____ DATA LISTING
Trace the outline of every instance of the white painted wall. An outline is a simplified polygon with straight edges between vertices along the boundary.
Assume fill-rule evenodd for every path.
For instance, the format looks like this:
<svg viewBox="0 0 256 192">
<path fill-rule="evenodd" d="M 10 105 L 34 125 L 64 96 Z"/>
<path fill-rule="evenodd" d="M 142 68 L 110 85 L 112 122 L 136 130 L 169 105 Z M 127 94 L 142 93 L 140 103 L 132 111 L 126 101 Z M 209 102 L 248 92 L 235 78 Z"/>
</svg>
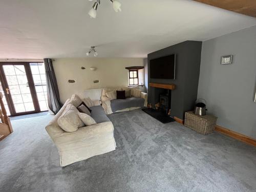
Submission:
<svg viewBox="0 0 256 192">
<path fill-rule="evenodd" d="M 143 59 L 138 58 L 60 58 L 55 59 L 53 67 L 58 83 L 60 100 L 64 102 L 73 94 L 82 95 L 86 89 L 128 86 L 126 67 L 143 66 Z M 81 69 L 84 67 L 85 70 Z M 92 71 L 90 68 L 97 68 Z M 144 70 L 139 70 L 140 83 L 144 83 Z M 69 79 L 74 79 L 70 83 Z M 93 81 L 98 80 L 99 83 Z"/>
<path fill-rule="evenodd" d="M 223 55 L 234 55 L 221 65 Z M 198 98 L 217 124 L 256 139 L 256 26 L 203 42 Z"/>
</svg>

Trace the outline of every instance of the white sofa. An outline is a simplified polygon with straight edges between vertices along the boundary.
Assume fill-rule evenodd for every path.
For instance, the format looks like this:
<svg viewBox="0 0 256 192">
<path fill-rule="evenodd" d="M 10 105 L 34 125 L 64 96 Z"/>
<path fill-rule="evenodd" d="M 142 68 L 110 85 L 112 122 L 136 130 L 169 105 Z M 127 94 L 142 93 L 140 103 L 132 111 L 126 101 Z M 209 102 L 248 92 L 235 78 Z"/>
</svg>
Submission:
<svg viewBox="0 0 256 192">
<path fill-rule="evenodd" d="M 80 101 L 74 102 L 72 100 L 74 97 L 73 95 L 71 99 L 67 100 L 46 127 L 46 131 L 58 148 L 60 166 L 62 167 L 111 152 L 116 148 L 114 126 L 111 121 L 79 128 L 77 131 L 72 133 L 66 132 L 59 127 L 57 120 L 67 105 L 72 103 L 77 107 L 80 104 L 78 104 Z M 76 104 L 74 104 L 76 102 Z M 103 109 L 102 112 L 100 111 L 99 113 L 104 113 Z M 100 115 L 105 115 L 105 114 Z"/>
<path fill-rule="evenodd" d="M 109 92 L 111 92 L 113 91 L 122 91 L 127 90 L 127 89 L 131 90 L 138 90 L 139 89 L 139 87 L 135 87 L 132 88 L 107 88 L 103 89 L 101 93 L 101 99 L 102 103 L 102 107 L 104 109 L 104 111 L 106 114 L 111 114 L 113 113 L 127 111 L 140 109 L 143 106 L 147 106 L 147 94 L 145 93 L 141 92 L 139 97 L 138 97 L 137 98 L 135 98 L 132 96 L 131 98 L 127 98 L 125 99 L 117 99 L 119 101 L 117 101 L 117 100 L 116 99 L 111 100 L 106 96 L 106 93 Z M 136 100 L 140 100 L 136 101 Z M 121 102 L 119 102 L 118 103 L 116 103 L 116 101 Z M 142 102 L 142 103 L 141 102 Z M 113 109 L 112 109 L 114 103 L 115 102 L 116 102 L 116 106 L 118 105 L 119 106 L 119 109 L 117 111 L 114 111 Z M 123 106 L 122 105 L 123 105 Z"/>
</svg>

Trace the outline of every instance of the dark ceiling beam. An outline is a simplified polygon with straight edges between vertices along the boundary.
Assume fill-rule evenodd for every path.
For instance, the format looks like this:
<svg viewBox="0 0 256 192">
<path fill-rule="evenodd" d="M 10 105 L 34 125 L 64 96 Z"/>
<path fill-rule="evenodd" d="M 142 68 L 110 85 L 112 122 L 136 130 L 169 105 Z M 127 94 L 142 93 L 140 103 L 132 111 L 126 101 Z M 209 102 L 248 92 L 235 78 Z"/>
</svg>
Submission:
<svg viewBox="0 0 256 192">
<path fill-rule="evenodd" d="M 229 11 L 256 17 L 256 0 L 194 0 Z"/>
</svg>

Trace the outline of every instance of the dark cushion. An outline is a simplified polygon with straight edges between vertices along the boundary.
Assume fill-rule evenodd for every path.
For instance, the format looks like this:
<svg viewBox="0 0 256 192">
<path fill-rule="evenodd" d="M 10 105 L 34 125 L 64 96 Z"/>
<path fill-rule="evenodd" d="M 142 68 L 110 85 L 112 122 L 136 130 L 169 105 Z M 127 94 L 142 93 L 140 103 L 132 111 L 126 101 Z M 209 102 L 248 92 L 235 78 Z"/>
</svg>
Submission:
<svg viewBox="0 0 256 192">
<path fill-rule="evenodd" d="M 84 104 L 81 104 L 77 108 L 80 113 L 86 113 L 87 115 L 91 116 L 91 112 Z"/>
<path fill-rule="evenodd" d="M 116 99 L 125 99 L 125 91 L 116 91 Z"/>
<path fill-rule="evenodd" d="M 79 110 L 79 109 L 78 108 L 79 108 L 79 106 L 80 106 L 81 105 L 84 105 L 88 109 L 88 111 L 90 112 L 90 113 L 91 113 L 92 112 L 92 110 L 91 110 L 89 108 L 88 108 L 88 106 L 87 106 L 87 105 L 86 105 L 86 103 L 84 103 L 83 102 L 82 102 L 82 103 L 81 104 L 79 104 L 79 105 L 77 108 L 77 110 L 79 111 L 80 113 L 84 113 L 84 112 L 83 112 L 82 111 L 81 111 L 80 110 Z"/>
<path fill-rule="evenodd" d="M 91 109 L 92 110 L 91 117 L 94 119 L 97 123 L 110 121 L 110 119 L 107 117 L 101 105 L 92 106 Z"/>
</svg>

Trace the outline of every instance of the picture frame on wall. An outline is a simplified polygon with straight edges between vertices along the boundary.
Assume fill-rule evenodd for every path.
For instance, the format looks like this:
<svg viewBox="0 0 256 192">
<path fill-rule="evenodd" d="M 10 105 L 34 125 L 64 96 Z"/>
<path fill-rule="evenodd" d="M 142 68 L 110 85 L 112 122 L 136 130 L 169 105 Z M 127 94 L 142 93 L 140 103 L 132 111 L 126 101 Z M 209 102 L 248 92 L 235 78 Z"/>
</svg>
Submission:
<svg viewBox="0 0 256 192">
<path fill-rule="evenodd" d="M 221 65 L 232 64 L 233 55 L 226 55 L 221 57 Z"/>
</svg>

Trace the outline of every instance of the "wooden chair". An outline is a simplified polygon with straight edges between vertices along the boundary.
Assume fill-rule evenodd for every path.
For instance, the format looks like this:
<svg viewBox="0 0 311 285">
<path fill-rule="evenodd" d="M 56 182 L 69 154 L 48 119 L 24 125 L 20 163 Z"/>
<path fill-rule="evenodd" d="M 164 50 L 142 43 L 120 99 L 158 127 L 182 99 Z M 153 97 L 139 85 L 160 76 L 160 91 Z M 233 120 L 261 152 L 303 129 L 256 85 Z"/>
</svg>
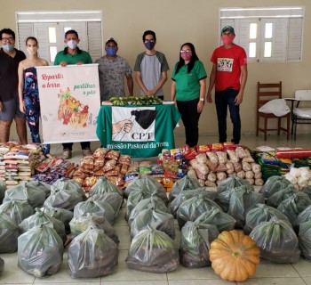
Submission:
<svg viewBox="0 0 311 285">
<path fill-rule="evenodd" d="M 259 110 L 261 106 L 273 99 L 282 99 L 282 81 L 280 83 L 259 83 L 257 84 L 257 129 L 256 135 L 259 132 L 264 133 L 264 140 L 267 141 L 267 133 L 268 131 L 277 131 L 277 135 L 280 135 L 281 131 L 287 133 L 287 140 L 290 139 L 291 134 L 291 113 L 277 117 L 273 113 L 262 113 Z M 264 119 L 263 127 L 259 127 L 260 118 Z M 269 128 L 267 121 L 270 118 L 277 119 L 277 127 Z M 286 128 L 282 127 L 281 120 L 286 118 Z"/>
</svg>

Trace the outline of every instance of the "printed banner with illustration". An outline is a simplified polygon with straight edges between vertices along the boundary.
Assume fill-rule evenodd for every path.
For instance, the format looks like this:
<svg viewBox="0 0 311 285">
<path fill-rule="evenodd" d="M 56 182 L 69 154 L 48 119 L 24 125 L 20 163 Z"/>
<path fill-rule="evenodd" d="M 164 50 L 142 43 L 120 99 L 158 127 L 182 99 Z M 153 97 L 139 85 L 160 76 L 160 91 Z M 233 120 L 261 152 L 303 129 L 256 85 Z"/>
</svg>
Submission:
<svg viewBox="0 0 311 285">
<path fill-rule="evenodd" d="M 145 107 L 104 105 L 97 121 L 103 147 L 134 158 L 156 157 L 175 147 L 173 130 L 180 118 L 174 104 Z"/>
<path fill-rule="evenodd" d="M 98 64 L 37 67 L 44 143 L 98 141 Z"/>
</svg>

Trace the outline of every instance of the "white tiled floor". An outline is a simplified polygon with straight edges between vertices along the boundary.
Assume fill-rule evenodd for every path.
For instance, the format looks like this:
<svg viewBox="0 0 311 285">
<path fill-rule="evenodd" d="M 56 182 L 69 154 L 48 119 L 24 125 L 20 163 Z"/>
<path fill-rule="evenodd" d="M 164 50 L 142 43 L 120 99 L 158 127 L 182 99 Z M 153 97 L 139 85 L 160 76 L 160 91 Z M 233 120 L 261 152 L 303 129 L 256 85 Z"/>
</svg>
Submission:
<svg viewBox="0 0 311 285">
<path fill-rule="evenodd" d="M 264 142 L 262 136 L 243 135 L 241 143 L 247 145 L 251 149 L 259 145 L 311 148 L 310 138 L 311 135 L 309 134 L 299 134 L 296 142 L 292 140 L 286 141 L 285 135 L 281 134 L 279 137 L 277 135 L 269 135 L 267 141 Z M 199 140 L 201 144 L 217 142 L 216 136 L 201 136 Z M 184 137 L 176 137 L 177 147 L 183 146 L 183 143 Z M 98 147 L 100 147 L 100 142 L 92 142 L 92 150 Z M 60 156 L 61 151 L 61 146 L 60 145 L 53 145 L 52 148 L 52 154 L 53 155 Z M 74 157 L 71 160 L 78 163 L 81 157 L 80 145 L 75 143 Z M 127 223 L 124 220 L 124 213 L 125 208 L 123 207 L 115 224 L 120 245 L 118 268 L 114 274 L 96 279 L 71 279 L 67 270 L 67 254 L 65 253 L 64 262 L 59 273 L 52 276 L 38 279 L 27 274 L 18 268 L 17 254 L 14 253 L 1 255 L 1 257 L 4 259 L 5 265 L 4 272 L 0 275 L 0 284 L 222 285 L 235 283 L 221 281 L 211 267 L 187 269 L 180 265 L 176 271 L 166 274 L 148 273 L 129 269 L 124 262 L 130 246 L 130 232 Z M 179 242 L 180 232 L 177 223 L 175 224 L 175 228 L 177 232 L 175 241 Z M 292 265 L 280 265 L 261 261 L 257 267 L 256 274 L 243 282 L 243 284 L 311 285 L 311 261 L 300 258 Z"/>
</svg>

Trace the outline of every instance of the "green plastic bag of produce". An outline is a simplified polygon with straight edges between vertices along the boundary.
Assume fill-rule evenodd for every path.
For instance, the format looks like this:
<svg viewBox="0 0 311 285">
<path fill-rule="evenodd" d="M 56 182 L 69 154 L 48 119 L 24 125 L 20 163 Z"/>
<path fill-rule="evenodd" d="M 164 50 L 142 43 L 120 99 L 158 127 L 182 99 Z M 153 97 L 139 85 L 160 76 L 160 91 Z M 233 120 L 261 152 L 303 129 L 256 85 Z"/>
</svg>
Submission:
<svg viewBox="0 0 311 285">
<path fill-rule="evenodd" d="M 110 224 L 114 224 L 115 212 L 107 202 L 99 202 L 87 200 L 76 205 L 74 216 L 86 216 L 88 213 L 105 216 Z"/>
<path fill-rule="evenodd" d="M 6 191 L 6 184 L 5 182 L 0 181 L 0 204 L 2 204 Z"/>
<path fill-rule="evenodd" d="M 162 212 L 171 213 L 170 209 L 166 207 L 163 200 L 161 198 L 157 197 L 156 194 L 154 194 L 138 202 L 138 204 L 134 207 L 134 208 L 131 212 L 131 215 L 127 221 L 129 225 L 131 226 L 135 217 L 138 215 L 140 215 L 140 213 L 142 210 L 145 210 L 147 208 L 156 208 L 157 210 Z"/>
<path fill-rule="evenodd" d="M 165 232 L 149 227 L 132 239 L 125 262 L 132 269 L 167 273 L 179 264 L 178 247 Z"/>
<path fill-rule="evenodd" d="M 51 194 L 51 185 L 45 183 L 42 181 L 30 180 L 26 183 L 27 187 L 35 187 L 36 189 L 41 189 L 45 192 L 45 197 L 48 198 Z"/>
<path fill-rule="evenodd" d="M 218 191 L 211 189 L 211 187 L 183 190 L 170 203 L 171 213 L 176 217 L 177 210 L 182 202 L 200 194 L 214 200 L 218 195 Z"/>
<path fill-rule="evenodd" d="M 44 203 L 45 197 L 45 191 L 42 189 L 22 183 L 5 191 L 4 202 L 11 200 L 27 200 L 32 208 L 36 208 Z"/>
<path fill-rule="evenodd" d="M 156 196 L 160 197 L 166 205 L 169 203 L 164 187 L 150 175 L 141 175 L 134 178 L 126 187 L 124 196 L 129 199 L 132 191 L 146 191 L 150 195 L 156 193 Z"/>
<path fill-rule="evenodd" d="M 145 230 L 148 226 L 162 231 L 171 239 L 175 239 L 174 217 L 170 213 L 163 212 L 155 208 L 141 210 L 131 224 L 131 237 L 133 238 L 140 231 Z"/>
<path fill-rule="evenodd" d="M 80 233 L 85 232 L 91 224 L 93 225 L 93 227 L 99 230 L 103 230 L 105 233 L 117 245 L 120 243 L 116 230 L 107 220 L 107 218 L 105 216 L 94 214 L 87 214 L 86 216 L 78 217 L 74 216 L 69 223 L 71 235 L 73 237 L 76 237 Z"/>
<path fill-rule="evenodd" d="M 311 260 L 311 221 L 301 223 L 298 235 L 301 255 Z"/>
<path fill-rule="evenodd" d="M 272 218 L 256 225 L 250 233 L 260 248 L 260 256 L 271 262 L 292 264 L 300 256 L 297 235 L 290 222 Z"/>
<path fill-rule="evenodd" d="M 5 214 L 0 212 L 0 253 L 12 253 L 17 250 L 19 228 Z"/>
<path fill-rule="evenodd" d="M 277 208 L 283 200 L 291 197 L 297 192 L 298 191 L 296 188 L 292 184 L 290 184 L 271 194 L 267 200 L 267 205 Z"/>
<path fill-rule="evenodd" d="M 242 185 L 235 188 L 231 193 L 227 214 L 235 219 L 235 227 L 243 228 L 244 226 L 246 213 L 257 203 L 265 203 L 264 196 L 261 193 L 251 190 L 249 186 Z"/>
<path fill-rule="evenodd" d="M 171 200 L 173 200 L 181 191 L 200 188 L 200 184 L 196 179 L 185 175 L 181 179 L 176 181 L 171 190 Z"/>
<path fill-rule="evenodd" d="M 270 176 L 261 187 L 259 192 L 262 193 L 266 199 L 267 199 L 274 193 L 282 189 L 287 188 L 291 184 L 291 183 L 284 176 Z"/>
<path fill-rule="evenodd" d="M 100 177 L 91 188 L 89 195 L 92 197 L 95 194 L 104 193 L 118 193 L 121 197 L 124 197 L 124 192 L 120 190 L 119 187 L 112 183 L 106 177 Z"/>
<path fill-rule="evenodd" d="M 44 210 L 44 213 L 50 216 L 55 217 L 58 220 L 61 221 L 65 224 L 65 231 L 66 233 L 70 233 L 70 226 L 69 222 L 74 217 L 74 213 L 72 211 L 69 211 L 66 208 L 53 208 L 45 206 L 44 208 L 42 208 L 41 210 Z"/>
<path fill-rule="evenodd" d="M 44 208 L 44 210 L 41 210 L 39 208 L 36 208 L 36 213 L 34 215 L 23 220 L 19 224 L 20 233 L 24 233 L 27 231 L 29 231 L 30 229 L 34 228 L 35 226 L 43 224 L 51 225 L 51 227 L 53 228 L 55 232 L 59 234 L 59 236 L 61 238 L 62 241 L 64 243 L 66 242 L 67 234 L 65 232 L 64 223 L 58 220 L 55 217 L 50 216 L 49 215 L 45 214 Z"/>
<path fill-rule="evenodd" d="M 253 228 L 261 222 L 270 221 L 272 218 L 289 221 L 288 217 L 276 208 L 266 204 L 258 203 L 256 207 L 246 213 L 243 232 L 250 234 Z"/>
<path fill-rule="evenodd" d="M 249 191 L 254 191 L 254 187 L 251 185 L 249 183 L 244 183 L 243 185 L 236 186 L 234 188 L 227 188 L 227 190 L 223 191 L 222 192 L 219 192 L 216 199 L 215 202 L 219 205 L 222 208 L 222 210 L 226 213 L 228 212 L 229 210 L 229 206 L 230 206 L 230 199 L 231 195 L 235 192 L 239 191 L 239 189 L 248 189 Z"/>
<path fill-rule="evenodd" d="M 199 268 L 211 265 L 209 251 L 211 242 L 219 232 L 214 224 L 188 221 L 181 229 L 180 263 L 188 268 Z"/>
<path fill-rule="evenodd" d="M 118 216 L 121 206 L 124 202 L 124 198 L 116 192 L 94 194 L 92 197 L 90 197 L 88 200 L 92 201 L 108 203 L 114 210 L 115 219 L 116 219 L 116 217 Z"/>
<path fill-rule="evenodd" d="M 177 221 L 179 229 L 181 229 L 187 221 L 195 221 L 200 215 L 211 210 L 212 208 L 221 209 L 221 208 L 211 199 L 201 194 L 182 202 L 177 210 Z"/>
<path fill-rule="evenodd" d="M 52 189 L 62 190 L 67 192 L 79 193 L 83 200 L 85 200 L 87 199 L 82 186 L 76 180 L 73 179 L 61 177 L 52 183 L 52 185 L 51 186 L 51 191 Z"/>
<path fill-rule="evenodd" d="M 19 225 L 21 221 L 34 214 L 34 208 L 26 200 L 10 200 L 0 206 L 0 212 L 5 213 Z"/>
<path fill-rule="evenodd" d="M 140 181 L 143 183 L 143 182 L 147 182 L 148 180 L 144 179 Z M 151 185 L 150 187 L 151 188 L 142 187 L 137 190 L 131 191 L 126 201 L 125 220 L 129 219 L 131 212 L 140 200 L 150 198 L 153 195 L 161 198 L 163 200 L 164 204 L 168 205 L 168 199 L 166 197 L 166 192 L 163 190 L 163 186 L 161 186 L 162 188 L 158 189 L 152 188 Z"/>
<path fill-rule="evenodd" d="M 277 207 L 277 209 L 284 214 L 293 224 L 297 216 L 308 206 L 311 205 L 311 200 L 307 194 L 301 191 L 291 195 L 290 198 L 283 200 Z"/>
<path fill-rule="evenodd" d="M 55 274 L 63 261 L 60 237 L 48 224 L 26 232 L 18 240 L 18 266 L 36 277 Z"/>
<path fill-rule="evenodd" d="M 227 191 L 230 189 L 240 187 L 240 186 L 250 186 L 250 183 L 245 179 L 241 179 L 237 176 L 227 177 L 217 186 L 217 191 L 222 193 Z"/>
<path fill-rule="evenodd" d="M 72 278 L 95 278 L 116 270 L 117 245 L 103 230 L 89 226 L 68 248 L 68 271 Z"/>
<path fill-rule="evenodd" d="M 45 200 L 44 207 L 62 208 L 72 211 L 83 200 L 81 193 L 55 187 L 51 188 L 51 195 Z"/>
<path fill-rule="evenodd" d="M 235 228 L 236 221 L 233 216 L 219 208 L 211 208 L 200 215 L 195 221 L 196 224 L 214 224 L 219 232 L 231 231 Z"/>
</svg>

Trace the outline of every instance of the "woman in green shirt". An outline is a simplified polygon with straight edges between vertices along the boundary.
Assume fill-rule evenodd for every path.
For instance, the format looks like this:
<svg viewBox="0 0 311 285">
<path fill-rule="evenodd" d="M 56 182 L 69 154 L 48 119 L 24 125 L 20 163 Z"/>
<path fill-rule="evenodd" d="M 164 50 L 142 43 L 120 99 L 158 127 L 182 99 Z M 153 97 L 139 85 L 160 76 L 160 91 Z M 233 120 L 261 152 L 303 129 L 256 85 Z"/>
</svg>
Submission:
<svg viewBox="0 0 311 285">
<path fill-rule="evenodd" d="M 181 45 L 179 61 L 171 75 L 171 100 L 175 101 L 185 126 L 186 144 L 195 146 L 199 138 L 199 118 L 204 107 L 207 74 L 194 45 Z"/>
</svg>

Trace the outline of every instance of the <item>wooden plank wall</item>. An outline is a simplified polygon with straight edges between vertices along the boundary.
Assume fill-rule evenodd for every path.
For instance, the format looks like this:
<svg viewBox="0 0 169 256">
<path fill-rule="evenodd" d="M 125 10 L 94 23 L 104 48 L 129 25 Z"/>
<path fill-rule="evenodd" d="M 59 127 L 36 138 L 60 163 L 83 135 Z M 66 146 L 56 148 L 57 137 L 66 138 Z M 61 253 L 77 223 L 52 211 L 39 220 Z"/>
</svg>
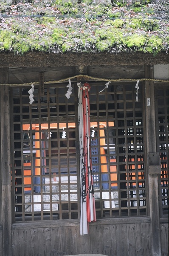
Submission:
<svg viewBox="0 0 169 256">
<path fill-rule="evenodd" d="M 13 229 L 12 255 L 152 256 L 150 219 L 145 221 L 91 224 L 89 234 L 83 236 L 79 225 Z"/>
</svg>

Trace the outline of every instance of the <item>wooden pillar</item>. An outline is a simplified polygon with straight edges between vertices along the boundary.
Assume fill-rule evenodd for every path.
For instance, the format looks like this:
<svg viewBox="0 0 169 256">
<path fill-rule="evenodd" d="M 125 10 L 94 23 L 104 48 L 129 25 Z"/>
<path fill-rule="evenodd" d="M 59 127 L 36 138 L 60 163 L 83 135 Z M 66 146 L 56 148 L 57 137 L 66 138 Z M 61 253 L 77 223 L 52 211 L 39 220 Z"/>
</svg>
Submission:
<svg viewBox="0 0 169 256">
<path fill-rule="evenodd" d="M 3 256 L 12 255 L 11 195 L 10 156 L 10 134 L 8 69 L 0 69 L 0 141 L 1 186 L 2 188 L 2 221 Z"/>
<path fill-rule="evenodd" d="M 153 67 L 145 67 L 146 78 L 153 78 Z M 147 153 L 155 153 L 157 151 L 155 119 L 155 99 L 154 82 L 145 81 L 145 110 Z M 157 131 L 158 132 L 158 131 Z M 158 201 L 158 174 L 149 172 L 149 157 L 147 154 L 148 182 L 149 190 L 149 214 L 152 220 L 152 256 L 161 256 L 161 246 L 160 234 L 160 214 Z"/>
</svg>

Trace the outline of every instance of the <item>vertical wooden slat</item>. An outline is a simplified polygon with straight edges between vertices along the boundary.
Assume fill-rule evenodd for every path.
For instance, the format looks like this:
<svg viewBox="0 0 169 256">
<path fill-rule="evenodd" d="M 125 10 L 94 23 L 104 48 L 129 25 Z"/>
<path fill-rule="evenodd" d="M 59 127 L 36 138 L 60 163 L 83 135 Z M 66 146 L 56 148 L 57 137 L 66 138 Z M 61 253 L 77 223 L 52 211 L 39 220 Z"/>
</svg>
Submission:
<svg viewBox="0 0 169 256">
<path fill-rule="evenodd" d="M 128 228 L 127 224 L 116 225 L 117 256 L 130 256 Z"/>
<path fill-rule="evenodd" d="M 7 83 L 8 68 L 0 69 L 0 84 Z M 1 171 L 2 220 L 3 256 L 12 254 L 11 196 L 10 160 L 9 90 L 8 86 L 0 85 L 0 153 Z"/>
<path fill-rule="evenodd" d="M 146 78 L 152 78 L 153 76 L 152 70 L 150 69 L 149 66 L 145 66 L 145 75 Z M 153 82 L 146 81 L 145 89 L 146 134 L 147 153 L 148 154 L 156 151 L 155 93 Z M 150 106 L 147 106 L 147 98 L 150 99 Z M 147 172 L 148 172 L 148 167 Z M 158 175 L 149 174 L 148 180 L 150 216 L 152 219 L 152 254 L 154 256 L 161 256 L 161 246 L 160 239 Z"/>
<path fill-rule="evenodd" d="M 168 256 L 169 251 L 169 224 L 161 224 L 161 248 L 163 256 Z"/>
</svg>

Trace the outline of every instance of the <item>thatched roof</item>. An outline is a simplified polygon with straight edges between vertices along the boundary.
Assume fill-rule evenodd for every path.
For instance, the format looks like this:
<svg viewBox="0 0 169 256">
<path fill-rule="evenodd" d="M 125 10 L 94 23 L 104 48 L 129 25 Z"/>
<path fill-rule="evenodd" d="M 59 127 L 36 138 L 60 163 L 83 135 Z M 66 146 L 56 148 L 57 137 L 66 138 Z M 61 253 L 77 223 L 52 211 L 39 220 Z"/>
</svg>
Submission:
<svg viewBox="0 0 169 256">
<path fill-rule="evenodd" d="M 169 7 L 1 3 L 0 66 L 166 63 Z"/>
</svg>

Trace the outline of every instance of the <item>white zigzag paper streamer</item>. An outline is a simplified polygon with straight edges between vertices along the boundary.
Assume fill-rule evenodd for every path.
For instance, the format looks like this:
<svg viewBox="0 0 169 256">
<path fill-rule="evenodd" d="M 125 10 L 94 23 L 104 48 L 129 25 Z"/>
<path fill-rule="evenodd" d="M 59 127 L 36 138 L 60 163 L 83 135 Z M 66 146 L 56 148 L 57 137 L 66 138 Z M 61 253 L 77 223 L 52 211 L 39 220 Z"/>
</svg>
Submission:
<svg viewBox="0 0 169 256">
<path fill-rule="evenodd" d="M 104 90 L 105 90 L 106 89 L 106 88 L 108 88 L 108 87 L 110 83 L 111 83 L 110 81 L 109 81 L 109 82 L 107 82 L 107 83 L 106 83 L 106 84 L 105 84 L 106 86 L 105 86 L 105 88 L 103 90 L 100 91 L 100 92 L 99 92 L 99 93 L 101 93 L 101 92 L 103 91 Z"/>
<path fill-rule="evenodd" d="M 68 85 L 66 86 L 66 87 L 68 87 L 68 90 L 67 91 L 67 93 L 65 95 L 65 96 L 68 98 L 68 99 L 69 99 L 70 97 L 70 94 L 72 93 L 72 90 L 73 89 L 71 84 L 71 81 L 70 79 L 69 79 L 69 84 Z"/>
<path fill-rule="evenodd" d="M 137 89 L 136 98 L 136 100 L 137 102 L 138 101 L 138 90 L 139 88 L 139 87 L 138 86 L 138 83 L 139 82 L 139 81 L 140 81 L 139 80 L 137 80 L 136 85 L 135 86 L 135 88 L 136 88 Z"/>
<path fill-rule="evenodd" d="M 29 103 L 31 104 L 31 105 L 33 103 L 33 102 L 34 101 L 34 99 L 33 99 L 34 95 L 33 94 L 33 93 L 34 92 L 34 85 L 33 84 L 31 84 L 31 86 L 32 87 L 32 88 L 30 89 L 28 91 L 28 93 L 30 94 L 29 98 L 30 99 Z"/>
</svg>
________
● GIVEN PROBLEM
Count the lines in the entries above that contain the string "green", treating uppercase and lowercase as different. Reply with the number only.

● TASK OUTPUT
2